> **Exercise objective**: Write out each line of the material again, word for word.

[Dataset start]

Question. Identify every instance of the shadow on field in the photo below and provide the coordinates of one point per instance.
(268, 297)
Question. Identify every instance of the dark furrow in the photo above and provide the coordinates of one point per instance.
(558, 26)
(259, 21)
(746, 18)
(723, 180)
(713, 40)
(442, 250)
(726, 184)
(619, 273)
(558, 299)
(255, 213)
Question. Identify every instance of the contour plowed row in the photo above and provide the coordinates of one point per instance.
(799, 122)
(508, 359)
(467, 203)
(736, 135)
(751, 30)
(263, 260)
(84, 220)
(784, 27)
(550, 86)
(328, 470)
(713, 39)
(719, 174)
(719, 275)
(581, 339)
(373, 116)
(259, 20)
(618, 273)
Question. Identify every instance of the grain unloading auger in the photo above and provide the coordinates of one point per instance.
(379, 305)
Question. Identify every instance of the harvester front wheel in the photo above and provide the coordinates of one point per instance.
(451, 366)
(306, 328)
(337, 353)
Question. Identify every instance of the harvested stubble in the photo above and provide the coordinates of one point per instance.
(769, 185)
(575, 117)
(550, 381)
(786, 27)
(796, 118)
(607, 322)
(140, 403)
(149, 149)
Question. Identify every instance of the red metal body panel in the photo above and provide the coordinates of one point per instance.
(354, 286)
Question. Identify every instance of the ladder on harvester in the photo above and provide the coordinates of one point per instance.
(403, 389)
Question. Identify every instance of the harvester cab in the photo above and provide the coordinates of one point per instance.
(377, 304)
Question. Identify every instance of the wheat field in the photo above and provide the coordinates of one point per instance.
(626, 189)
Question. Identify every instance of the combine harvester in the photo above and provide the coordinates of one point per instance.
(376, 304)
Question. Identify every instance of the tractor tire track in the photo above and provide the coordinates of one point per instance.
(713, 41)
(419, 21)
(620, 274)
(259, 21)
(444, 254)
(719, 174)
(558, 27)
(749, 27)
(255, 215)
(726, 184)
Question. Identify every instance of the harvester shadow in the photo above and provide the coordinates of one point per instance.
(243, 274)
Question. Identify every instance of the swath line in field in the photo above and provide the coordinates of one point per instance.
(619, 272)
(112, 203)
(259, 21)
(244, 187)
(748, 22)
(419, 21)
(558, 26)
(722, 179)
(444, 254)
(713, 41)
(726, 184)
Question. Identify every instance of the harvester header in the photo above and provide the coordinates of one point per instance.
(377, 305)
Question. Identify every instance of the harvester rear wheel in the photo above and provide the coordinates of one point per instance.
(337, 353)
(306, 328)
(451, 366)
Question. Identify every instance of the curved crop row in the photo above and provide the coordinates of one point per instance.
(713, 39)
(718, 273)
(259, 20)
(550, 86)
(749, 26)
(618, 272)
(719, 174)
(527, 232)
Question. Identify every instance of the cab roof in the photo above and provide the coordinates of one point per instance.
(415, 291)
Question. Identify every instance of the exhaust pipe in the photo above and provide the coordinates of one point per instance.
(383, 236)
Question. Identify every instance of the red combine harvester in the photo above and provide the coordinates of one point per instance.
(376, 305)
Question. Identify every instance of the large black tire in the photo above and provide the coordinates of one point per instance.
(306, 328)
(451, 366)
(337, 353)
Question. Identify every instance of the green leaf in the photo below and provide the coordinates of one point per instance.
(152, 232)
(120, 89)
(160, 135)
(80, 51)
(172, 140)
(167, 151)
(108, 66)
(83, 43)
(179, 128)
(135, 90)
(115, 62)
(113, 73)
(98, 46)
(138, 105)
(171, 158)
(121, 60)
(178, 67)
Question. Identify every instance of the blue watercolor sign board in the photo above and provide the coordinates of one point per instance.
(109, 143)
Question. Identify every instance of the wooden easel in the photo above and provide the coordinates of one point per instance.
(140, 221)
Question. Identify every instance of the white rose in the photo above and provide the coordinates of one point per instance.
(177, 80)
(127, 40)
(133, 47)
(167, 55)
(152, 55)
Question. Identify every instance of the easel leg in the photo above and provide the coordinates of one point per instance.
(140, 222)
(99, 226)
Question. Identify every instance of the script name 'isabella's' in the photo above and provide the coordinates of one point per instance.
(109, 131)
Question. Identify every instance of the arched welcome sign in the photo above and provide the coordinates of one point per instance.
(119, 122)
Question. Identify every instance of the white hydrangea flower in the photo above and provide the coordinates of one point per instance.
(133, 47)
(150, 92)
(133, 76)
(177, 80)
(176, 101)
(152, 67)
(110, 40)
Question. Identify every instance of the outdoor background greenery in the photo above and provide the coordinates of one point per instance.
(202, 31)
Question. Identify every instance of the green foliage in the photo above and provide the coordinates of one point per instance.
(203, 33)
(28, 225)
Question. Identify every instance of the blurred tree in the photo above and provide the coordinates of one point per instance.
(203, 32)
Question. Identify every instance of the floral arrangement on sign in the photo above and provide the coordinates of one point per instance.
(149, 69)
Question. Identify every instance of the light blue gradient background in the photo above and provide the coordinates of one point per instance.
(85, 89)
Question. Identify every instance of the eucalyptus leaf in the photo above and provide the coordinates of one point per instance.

[Dataset end]

> **Exercise result**:
Question. Identify every instance of the shadow on field in the photo below and provide the coordinates of one point per instance.
(268, 297)
Question. Identify every instance of the dark furrow in the photo above and provide the coordinates of one point per instance.
(558, 26)
(259, 21)
(746, 18)
(723, 180)
(713, 40)
(442, 250)
(726, 184)
(619, 273)
(558, 299)
(255, 213)
Question. Identify every instance of the contour plowed row in the photo above and provide the coordinates of one point per instance.
(799, 122)
(508, 359)
(467, 203)
(736, 135)
(751, 30)
(263, 260)
(84, 220)
(784, 27)
(550, 86)
(328, 470)
(713, 39)
(719, 174)
(719, 275)
(581, 339)
(373, 116)
(259, 20)
(618, 273)
Question. Identify every instance of the grain unloading auger in the photo above and provide the coordinates of one point per instance.
(379, 305)
Question. Identify every instance of the harvester front wheel in the photo above and provide the coordinates of one point per instance.
(451, 366)
(306, 328)
(337, 353)
Question. Identify every instance of the harvested stubble in the photo above and provide the coordinates of one point per instance.
(769, 185)
(575, 117)
(550, 381)
(786, 27)
(796, 118)
(607, 322)
(140, 403)
(149, 149)
Question. Identify every instance of the red metal body panel in the photo above and provide the coordinates of one point per instance.
(354, 286)
Question. Identify every instance of the ladder on harvester in the photo above and provide the coordinates of one point per instance.
(403, 389)
Question. Identify every instance of the harvester cab in the photo above and provide the coordinates of one point per instance.
(377, 304)
Question. Identify every instance of the wheat field in the photo above and provide the coordinates of one point per instance.
(626, 189)
Question. Identify every instance of the combine harvester in the photo above and provide the coordinates of one point per instance.
(376, 304)
Question. Identify every instance of the tractor tire track in the photo above and provide the coordinates of one point per instance.
(713, 41)
(419, 21)
(620, 274)
(259, 21)
(444, 254)
(719, 174)
(558, 27)
(749, 27)
(255, 215)
(726, 184)
Question. Identify every instance of the harvester shadow in the photo above and provide the coordinates of one point per instance.
(243, 274)
Question. Identify every instance of the swath line in field in the photo above and provide the coordinates of one point per instance.
(619, 272)
(112, 203)
(259, 21)
(244, 187)
(748, 22)
(419, 21)
(558, 26)
(722, 179)
(444, 254)
(713, 41)
(726, 184)
Question. Identify every instance of the harvester header in the photo above and provide the coordinates of one point per instance.
(377, 305)
Question. Identify every instance of the harvester rear wheel in the photo above and provide the coordinates of one point per instance.
(337, 353)
(306, 328)
(451, 366)
Question. Identify every instance of the curved crop row in the photo above and provide the coordinates of one point per instance.
(713, 39)
(718, 273)
(259, 20)
(550, 86)
(749, 26)
(618, 272)
(719, 174)
(527, 232)
Question. Identify every instance of the cab roof in the photo above and provide the coordinates of one point per instance.
(415, 291)
Question. Identify every instance of the exhaust pipe in the photo above and provide the coordinates of one point per instance.
(383, 236)
Question. Identify every instance of the red combine harvester in the photo above and provide the coordinates of one point per instance.
(376, 305)
Question. Identify every instance of the large black tire in the photo above and provide the coordinates of one point per instance.
(306, 328)
(451, 366)
(337, 353)
Question. Identify every instance of the green leaf in the photo below and provide the coordinates of one point per instance.
(152, 232)
(120, 89)
(160, 135)
(80, 51)
(172, 140)
(167, 151)
(108, 66)
(83, 43)
(179, 128)
(135, 90)
(115, 62)
(113, 73)
(98, 46)
(138, 105)
(171, 158)
(121, 60)
(178, 67)
Question. Identify every instance of the blue watercolor sign board in the photo above and provide the coordinates of one point per instance.
(109, 143)
Question. Identify every instance of the wooden easel in the photo above and provide the coordinates of one point per instance.
(140, 221)
Question. Identify every instance of the white rose in the photo above and provide the coordinates of one point per instance.
(177, 80)
(127, 40)
(133, 47)
(167, 55)
(152, 55)
Question. Identify every instance of the easel leg in the photo above and provide the coordinates of one point per instance.
(140, 222)
(99, 226)
Question. Identify every instance of the script name 'isabella's' in the photo above and provide the coordinates of one point per instance.
(109, 131)
Question. Identify every instance of the arched welcome sign in the photo above and provide the coordinates of one point per instance.
(119, 122)
Question. Identify every instance of the white hydrangea flower in the photo above and provide the coordinates of one point per instance.
(133, 47)
(150, 92)
(133, 76)
(177, 80)
(176, 101)
(152, 67)
(110, 40)
Question. Identify every instance of the outdoor background greenery in the photo above and provide the coordinates of one point per instance.
(202, 31)
Question. Identify every instance of the green foliage in the photo above and provide the coordinates of one point per instance.
(203, 33)
(28, 225)
Question. Identify every instance of the blurred tree in the photo above and provide the coordinates of one point per instance.
(203, 32)
Question. Identify every instance of the floral arrangement on sign in the photo above and provide the coordinates of one point per instance.
(149, 69)
Question. Identify every instance of the light blue gradient background in the photo above and provide the coordinates of one point per instance.
(85, 89)
Question. Identify every instance of the eucalyptus leaf in the photo above and provide the coordinates of one point per instance.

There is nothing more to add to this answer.